## [WHAT IS ASKED]
Reproduce the listing below word for word, starting at its first line and ending at the line containing "M 124 200 L", with both of those lines included.
──────── ENTRIES PROVIDED
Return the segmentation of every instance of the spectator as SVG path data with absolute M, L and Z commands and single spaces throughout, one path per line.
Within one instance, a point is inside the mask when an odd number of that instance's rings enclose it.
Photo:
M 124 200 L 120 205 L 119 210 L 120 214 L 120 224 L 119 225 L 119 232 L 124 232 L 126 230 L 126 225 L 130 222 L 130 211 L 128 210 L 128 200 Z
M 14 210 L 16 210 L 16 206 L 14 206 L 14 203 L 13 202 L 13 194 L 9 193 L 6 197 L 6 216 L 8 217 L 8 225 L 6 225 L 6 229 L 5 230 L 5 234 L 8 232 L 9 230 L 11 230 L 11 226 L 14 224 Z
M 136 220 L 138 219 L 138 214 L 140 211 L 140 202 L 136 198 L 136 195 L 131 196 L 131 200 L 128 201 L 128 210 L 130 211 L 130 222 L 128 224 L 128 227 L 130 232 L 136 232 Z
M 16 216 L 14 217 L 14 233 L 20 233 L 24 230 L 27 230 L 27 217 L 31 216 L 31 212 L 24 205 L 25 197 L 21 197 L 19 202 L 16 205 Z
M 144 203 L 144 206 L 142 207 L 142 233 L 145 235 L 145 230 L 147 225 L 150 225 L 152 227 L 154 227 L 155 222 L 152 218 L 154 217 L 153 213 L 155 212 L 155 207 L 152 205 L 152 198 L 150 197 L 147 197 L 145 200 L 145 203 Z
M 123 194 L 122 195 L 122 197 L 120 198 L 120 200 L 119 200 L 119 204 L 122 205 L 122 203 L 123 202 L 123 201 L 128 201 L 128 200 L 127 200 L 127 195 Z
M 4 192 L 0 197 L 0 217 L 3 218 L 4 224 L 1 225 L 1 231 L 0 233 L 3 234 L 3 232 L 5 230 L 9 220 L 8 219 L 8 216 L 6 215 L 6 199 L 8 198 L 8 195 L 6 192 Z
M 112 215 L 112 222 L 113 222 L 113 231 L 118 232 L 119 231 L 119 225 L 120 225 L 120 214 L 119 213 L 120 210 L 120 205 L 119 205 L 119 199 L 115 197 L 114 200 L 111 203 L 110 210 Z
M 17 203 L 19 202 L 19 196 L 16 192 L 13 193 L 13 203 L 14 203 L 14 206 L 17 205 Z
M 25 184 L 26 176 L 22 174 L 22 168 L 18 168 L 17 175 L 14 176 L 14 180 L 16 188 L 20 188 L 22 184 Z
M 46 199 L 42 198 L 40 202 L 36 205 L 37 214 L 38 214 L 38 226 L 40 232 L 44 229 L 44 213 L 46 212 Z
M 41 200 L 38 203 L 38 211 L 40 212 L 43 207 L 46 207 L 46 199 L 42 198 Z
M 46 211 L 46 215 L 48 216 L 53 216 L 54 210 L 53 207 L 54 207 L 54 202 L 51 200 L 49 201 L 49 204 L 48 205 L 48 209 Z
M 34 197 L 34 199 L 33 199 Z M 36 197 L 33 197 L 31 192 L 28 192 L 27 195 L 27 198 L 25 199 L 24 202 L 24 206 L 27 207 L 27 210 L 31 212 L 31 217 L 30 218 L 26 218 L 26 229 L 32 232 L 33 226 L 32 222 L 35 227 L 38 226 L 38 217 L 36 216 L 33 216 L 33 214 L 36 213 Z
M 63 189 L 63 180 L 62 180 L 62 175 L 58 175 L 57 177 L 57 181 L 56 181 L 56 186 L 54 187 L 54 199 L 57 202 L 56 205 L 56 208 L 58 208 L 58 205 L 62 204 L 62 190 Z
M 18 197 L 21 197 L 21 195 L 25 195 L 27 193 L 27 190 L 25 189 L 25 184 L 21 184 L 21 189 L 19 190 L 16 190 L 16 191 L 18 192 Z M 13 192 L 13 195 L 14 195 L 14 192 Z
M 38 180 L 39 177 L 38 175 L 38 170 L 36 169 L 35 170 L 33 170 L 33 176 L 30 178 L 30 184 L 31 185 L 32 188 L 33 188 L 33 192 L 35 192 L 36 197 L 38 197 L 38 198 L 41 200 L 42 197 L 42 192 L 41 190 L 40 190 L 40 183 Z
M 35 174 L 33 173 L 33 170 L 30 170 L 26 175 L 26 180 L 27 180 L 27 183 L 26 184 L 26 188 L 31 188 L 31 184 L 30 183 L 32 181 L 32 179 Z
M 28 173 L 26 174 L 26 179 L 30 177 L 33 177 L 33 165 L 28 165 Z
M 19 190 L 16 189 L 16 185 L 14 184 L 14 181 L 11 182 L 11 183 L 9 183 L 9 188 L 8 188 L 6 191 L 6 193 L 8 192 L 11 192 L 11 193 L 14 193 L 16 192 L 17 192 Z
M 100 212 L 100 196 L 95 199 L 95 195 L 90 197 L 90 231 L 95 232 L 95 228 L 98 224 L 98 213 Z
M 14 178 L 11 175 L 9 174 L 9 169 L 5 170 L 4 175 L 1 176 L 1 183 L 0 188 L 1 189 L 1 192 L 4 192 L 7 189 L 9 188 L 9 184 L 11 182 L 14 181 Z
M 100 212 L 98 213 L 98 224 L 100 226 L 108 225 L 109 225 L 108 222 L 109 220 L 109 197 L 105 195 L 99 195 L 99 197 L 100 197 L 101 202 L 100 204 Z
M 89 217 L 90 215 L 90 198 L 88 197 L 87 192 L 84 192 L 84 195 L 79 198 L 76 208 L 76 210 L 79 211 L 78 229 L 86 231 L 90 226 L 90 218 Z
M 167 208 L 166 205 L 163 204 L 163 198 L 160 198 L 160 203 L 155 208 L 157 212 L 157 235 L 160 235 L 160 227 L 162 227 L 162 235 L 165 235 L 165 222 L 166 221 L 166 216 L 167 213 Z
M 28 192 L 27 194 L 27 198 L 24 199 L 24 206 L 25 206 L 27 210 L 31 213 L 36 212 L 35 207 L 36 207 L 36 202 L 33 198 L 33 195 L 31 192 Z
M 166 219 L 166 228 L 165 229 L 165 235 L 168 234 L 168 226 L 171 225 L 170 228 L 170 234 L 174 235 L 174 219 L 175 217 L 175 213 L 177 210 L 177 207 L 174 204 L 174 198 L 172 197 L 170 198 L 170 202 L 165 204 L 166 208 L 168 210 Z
────────────────
## [WRITTEN SOLUTION]
Return the segmentation of every instance of the spectator as SVG path data with absolute M, L and Z commands and single spaces throughout, one path per line.
Within one instance, a point is inside the mask when an odd number of that instance's rings enclose it.
Photo:
M 124 200 L 120 205 L 119 210 L 120 214 L 120 224 L 119 225 L 119 232 L 124 232 L 126 230 L 126 225 L 130 222 L 130 211 L 128 210 L 128 200 Z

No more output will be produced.